## Excerpted text
Sure. And so do all these other languages I mentioned.  JVM is a brilliant piece of software. C# is an excellent programming language (From what I heard). Python is simple and straightforward and always tries to Do The Right Thing. Do you know just how easy it is to count the number of characters in a string in Perl? Not bytes, not codepoints, but real characters. mod_php won the Internet (including this forum), and Javascript is already installed on almost every computer on this planet. C++ has it's ridiculously optimized compilers, and enormous codebase (including that C part, naturally). You see, other languages are not without their strengths.

never said the opposite, every language has its strengths, the main problem with your statement is that you focused on the price naming it "economics" and dismissing all the strong points of delphi as "who is going to see them?".

You want to know if delphi/ free pascal is the right tool for you? Sure give it a try post your requirements and I for one will try to post a couple of fast and dirty  implementations to give you a quick look on the language and its features. Throwing around statements like "pascal is dead/dying", "over priced" etc is....... well a very newbe mistake and I for one will not waste my time on a newbe that keeps his eyes closed.

Finally have you seen the productivity boost delphi offers? Keep in mind that for windows development lazarus is behind in productivity from delphi at least 30%. So all in all what are the economics of your project?
Good judgement is the result of experience … Experience is the result of bad judgement.

## Dataset records
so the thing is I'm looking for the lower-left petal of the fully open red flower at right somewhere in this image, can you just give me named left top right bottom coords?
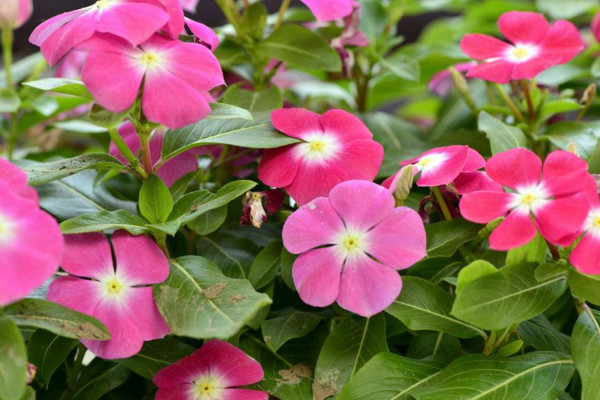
left=490, top=209, right=536, bottom=251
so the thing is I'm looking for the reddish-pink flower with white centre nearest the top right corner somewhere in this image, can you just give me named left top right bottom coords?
left=460, top=11, right=583, bottom=83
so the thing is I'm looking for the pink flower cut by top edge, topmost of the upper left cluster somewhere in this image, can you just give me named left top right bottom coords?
left=29, top=0, right=171, bottom=65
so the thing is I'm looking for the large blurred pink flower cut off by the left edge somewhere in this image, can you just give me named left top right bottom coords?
left=0, top=158, right=63, bottom=306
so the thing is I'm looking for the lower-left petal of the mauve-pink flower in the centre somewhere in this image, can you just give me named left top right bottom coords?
left=292, top=246, right=344, bottom=307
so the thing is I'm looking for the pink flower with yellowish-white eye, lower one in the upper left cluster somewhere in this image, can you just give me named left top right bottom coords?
left=82, top=34, right=224, bottom=129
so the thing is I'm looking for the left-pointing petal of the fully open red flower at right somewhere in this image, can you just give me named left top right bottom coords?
left=459, top=191, right=513, bottom=224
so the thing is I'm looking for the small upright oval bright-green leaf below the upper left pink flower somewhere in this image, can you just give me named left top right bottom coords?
left=140, top=174, right=173, bottom=224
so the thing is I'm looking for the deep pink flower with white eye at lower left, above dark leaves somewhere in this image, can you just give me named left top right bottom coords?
left=48, top=231, right=169, bottom=359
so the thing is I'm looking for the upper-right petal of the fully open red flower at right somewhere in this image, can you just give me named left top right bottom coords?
left=542, top=150, right=589, bottom=196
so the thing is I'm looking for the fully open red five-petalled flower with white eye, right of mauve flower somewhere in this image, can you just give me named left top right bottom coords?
left=459, top=148, right=590, bottom=250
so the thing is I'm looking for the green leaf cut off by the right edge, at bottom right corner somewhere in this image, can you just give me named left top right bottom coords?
left=571, top=306, right=600, bottom=400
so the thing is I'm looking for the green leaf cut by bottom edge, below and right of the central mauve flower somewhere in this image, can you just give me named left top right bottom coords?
left=337, top=353, right=441, bottom=400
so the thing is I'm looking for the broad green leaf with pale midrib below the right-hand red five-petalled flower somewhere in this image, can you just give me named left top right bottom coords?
left=452, top=263, right=566, bottom=330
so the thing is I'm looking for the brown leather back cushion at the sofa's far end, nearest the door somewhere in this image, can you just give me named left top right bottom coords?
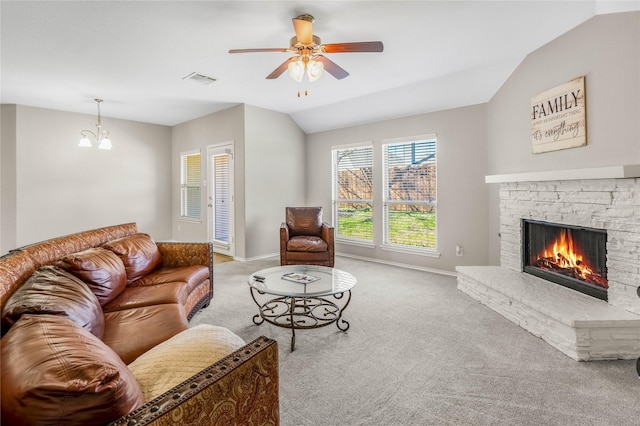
left=102, top=233, right=162, bottom=284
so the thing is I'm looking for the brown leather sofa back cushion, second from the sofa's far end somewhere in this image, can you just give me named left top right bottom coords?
left=56, top=247, right=127, bottom=306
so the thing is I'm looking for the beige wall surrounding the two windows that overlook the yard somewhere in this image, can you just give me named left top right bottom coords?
left=306, top=105, right=488, bottom=272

## Instructions to follow
Reproduce the forum text above about Delphi and other programming languages word for word, in full.

## Final answer
Sure. And so do all these other languages I mentioned.  JVM is a brilliant piece of software. C# is an excellent programming language (From what I heard). Python is simple and straightforward and always tries to Do The Right Thing. Do you know just how easy it is to count the number of characters in a string in Perl? Not bytes, not codepoints, but real characters. mod_php won the Internet (including this forum), and Javascript is already installed on almost every computer on this planet. C++ has it's ridiculously optimized compilers, and enormous codebase (including that C part, naturally). You see, other languages are not without their strengths.

never said the opposite, every language has its strengths, the main problem with your statement is that you focused on the price naming it "economics" and dismissing all the strong points of delphi as "who is going to see them?".

You want to know if delphi/ free pascal is the right tool for you? Sure give it a try post your requirements and I for one will try to post a couple of fast and dirty  implementations to give you a quick look on the language and its features. Throwing around statements like "pascal is dead/dying", "over priced" etc is....... well a very newbe mistake and I for one will not waste my time on a newbe that keeps his eyes closed.

Finally have you seen the productivity boost delphi offers? Keep in mind that for windows development lazarus is behind in productivity from delphi at least 30%. So all in all what are the economics of your project?
Good judgement is the result of experience … Experience is the result of bad judgement.